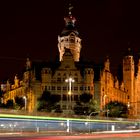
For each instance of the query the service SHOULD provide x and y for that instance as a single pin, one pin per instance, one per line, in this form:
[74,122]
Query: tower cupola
[69,38]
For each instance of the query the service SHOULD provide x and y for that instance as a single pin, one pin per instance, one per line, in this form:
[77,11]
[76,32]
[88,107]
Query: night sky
[31,28]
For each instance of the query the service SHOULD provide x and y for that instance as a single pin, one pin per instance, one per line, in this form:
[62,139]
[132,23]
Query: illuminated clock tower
[69,38]
[128,78]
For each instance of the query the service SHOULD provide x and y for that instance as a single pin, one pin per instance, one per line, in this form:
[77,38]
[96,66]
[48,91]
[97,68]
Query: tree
[48,102]
[85,97]
[116,109]
[10,104]
[86,105]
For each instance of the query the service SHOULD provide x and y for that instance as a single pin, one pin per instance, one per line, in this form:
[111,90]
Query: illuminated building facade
[52,77]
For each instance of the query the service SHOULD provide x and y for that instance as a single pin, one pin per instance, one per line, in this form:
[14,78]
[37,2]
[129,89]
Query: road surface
[116,136]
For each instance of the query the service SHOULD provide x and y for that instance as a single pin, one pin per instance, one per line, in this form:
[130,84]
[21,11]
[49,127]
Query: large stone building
[74,76]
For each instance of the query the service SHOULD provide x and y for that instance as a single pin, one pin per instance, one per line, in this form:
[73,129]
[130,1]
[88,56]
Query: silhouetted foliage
[85,97]
[48,102]
[10,104]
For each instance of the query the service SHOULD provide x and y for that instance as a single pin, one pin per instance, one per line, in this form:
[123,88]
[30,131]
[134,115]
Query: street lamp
[107,111]
[69,81]
[90,116]
[25,102]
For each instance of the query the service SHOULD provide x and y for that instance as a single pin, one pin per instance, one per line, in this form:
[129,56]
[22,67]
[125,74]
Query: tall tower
[69,38]
[128,77]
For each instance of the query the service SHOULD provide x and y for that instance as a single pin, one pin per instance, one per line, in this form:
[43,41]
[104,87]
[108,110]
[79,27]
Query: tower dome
[69,38]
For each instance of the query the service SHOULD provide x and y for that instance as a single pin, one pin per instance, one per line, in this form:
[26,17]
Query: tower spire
[70,8]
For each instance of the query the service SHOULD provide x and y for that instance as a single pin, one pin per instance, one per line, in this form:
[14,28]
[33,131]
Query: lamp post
[25,102]
[90,116]
[69,81]
[105,96]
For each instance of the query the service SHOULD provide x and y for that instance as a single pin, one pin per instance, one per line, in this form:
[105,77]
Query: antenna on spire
[70,8]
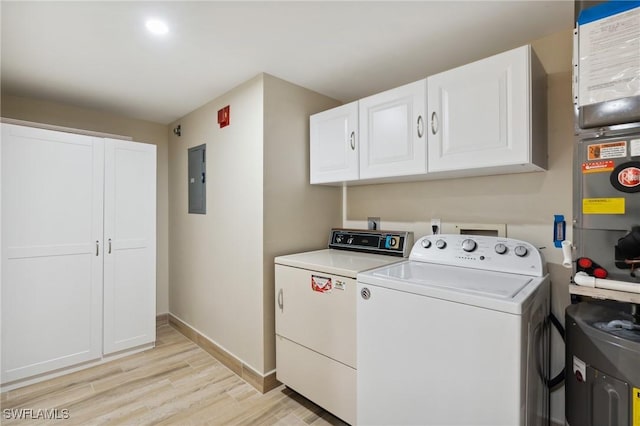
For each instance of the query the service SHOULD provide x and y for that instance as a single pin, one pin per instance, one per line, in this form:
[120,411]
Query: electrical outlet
[373,223]
[435,226]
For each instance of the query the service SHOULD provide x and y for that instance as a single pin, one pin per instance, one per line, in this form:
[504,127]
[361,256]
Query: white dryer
[315,313]
[456,335]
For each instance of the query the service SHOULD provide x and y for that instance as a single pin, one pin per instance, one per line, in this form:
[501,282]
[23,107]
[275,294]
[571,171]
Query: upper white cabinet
[392,132]
[483,118]
[334,144]
[488,117]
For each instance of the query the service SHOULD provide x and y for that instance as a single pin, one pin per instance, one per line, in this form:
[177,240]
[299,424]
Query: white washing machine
[316,299]
[456,335]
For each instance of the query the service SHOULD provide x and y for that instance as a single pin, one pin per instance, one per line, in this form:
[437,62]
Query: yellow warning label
[603,206]
[635,404]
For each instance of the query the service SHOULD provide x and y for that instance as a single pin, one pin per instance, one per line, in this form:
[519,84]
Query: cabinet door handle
[281,299]
[434,123]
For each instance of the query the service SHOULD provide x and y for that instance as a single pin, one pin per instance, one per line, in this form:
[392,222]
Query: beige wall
[221,280]
[40,111]
[216,258]
[297,215]
[524,202]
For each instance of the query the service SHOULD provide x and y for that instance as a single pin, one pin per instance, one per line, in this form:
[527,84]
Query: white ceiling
[99,55]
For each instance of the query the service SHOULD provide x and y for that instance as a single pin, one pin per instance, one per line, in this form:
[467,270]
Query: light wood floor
[176,383]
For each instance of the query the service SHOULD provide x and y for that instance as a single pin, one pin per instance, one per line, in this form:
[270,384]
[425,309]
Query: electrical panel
[198,179]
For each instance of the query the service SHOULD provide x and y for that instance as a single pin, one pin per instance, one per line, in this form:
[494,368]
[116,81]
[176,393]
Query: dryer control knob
[501,248]
[520,251]
[469,245]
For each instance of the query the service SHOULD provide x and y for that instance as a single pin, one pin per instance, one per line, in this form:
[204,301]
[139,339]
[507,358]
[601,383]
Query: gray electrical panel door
[197,179]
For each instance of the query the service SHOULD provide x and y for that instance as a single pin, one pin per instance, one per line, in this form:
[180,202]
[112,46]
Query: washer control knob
[469,245]
[520,251]
[501,248]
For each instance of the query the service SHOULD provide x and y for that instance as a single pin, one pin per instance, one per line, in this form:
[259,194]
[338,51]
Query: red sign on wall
[223,117]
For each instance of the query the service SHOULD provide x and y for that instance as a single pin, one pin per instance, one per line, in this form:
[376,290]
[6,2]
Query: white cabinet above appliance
[334,144]
[392,132]
[488,117]
[484,118]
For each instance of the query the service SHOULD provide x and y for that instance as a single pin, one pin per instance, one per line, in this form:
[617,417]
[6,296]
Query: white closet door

*-*-*

GIVEN PROBLEM.
Which lines in the entries above contain the word "tower"? Extract each of them in full.

SOLUTION FOR THIS EXERCISE.
Query: tower cupola
Query: illuminated clock tower
Query: tall tower
Query: tower dome
Query: tower spire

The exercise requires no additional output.